## Assignment
The full listing should be set down again without a single alteration.

## Exercise input
=-=-=-=-=

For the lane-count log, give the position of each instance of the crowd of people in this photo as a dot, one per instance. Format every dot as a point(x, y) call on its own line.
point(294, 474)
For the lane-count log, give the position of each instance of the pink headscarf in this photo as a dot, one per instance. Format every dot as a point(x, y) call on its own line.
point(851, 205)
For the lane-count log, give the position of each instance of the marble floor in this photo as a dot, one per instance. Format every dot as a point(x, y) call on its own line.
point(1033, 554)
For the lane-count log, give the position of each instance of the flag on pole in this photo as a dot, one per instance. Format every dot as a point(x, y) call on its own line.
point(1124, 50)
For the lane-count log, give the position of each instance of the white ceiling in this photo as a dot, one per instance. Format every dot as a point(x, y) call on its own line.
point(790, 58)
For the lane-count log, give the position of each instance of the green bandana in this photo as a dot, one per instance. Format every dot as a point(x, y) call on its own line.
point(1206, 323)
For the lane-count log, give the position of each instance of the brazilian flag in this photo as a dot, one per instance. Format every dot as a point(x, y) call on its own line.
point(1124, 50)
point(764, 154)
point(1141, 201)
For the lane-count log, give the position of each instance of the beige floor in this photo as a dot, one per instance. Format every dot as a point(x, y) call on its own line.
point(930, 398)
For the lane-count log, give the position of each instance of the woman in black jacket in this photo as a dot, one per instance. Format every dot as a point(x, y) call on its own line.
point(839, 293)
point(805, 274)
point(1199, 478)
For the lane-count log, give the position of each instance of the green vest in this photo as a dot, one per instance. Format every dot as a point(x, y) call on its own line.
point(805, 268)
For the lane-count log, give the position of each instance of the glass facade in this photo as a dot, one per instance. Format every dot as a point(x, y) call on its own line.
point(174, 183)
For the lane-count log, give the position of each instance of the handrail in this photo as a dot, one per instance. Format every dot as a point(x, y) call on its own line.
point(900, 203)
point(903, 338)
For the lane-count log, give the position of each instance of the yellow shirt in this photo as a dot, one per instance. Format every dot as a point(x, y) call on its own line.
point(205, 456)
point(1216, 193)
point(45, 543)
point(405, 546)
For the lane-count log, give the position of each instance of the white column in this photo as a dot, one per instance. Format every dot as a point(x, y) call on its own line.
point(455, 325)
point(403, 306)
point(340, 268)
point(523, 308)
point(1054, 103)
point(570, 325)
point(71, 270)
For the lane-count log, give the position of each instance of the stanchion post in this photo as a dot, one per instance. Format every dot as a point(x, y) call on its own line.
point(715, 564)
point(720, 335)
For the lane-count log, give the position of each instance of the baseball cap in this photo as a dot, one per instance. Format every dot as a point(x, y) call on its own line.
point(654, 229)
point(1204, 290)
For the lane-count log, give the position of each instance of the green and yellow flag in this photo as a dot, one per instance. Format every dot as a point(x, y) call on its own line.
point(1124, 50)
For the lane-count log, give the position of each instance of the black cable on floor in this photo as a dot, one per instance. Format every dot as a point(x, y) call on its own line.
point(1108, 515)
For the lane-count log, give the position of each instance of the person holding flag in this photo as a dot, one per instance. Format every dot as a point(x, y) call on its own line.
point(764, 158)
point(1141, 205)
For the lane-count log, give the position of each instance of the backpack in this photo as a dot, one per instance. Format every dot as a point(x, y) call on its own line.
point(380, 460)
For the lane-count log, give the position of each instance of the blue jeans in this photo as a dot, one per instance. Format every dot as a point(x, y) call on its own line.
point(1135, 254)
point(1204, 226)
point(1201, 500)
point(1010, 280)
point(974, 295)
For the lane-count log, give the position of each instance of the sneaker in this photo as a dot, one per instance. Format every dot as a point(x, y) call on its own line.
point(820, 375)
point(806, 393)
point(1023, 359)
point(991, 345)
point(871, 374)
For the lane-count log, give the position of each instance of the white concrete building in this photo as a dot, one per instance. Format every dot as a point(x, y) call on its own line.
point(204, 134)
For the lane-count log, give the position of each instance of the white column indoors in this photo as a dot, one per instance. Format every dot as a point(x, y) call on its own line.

=-=-=-=-=

## Written solution
For the lane-count log, give the position of each instance of the crowd of people in this photo as a dot, one per instance. Format every dot as a point(x, y) call on its own line.
point(294, 474)
For the lane-count log, give the position of each instance of the pink headscarf in this photo as a dot, one per instance. Format every dot as a point(x, y) call on its own line.
point(851, 205)
For the lane-count log, give the position of each instance of the marble floor in this photo as a dot, one per instance. Format every dot as a point(x, y) call on its own line.
point(1033, 554)
For the lane-count log, give the position of each instance of the flag on pole in this photo as a dot, one per instance. Format every dot as a point(x, y) call on its own line.
point(1124, 50)
For the lane-count log, give the position of each instance of the white ceiling in this photo as a dot, one per instance. Format every dot as a point(x, y) call on its own line.
point(790, 58)
For the lane-count log, give the position of each instance of the green bandana in this photo as a dot, one per instance. Format every dot as a point(x, y) call on its own line.
point(1206, 323)
For the lane-count log, give the position of each instance of the brazilian flag in this photo as a dot, one per instance. Format every dot as a point(x, y) call on its own line.
point(1124, 50)
point(764, 154)
point(1141, 201)
For the lane-count log, give the position of each instance of the beige floor in this photo as a dot, one per instance. Format every dot as a point(x, y) call on its own line.
point(930, 398)
For the lane-count log, give the position of each instance of the woman in black jacket in this photo as a dot, one per instance. Format every dot as a point(x, y) call on its own line.
point(839, 293)
point(805, 274)
point(1199, 478)
For the lane-count log, give the position of each instance of the green vest in this photo as a dot, one per instance. Format every dot as a point(x, y) call on its own line.
point(805, 268)
For the lane-count log, give the position of each instance of the glass facade in this photo as a dot, one per instance. Format every dot as a point(x, y) call on its own line.
point(174, 183)
For the lane-count log, give the position of each instance of the handrail in this photo as a dot, one per instance. Format every dot as a point(x, y) call on its own line.
point(900, 203)
point(903, 338)
For the lane-count log, give the position of each instance of the yellow shirt in this photo as a dot, one per instance. Format every dot as a point(x, y) call on its own line.
point(205, 456)
point(1216, 193)
point(45, 543)
point(405, 546)
For the lane-count log, give the position of each instance of the white column in this photo as a dot, one per instance. Format every dot as a point(x, y) call on its own line.
point(455, 325)
point(403, 306)
point(340, 268)
point(523, 308)
point(1054, 103)
point(570, 325)
point(71, 270)
For the lane-count log, give the position of each instance of the stanchion post in this photo as a dot, one per instance. Format every dot as a point(x, y) call on its own line.
point(715, 564)
point(720, 335)
For the lane-count log, give the position of each instance of the baseball cap in this photo as a dot, one per instance. Format every dot as a point(x, y) call on its own line.
point(654, 229)
point(1204, 290)
For the lane-count log, give the position of each instance of the green and yellow flag in this photo as a dot, one per instance. Format every dot as a point(x, y) call on its own line.
point(1124, 50)
For the lane-count log, give the position of each instance of the black cable on floor in this photo as a dot, one per instance. Format every dot as a point(x, y) call on its own line.
point(1108, 515)
For the lane-count log, give the position of each instance of the person holding flag in this photo as a dot, one per instance. Format every dot as a point(x, y) call on its own line.
point(764, 158)
point(1141, 205)
For the lane-count log, give the position of each instance of the backpack in this photo as a dot, one per instance. Format every dot as a point(x, y) call on its own line.
point(380, 460)
For the lane-count log, give the position of each instance of the blue jeans in this photo as a dot, one per instance. Format every dot as a point(x, y) call on its own line.
point(1135, 254)
point(1204, 226)
point(1201, 500)
point(1010, 280)
point(974, 295)
For the lane-count log, give the position of each instance of the sneaker in this photo as a dot, one per instance. Format every dot as a point(x, y) call on its own line.
point(820, 375)
point(806, 393)
point(1023, 359)
point(991, 345)
point(871, 374)
For the lane-count log, give the position of each instance of the white concrete building in this photo as a dot, one per instance. Format every dot as a point(x, y) call on its own line.
point(204, 134)
For the lane-count log, give the position of each instance of the white column indoors in this photo as a dot, one per instance. Format every dot as a point(x, y) call on its own line.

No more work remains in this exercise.